■ **DATA LINES**
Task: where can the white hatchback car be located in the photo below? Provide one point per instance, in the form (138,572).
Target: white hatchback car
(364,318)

==

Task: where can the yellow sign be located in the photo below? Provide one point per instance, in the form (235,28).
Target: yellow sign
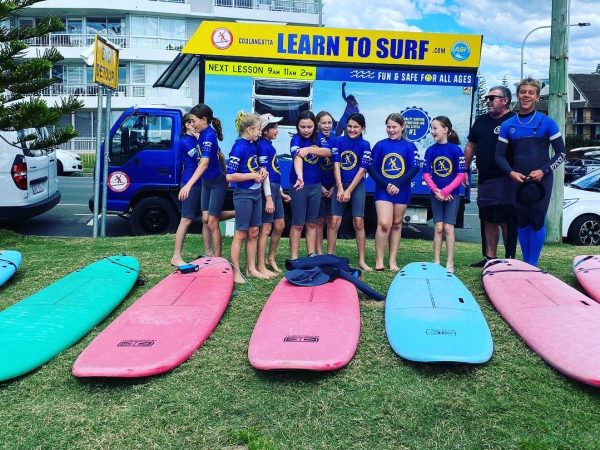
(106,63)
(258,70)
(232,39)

■ **THE EXERCISE**
Which of the lines above contain the string "white"? Copy each of those lines in full, treating uppercase and lowercase as different.

■ **WRITTEN ANSWER**
Task: where can the white hatchback car be located in the photo below? Provide one point per instance, in the form (138,572).
Target: white hatchback car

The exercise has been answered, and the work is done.